GIVEN ENTRIES ->
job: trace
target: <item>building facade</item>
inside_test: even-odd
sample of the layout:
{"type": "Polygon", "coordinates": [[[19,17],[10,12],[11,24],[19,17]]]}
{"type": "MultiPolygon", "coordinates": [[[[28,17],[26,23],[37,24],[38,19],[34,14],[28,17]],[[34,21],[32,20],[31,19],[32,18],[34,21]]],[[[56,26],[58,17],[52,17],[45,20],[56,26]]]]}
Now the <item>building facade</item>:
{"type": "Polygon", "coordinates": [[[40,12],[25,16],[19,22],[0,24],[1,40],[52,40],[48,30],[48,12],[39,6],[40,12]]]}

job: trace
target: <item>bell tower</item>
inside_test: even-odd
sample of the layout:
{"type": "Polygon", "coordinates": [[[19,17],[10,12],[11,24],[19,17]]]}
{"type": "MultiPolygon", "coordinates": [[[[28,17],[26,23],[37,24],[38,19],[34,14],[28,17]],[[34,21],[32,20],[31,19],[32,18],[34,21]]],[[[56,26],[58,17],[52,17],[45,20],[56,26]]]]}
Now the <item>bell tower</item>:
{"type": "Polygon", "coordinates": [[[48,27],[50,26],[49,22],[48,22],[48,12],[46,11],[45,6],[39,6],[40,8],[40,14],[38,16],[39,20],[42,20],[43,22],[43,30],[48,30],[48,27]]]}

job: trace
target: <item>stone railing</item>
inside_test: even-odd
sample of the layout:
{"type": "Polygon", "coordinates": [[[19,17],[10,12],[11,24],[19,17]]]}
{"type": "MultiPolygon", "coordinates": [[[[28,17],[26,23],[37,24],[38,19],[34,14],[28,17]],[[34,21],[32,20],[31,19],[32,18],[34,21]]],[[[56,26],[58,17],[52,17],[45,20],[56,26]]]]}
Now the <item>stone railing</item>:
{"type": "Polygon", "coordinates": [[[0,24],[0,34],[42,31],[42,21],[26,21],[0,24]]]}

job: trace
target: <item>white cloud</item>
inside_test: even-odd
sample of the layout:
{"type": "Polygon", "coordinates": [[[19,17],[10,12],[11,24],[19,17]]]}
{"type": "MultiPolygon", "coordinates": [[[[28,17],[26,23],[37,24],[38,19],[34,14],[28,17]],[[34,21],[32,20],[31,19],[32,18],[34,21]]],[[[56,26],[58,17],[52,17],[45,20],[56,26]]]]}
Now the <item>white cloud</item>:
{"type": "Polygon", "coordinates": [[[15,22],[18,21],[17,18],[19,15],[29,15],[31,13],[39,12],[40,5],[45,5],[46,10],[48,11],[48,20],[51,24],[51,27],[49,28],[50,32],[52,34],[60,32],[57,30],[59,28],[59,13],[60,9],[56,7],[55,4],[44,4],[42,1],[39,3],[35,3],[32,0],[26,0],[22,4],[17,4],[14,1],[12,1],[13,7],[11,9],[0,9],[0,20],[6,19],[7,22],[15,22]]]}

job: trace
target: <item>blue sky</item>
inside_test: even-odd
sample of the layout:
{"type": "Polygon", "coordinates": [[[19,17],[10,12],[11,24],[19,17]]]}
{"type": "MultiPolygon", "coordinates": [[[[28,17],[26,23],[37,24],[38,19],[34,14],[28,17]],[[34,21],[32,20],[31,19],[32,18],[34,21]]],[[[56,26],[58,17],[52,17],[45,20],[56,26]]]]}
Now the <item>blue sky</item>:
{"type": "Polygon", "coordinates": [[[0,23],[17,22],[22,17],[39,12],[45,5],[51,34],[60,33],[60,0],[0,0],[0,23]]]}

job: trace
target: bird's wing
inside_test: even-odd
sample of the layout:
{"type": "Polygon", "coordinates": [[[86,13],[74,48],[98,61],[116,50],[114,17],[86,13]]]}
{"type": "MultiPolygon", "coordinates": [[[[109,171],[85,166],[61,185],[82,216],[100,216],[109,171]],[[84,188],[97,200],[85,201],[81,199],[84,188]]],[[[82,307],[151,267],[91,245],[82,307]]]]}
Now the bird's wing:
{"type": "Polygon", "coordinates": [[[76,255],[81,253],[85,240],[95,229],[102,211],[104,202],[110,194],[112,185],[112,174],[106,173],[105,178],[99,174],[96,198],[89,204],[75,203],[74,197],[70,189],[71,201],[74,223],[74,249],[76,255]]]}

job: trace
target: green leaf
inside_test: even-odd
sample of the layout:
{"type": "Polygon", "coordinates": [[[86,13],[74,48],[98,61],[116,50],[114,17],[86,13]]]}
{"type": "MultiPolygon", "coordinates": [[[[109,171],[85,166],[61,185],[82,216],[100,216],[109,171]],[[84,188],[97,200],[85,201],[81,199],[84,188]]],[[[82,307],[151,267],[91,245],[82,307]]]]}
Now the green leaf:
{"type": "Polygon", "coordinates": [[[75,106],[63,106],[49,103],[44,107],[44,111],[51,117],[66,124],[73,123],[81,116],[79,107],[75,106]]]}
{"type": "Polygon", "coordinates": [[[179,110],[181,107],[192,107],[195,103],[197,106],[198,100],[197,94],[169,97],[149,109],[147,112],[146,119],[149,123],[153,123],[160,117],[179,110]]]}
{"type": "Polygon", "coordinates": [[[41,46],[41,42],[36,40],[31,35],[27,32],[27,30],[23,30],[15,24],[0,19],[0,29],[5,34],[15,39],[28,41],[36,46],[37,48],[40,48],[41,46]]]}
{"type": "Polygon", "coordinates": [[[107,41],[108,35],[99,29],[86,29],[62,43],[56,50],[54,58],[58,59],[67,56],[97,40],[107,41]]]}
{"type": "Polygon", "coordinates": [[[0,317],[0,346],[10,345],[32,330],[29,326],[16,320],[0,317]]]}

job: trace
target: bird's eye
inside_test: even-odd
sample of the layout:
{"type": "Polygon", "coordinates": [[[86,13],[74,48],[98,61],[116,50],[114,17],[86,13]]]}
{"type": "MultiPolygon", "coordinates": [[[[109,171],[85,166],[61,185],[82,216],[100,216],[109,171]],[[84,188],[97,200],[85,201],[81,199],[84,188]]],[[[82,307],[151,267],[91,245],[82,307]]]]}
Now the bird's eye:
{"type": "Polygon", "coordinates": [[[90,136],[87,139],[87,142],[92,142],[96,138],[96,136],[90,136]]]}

STATED TASK -> Count the lines of the material above that contain the string "target", and give only the number.

WRITTEN SOLUTION -> 8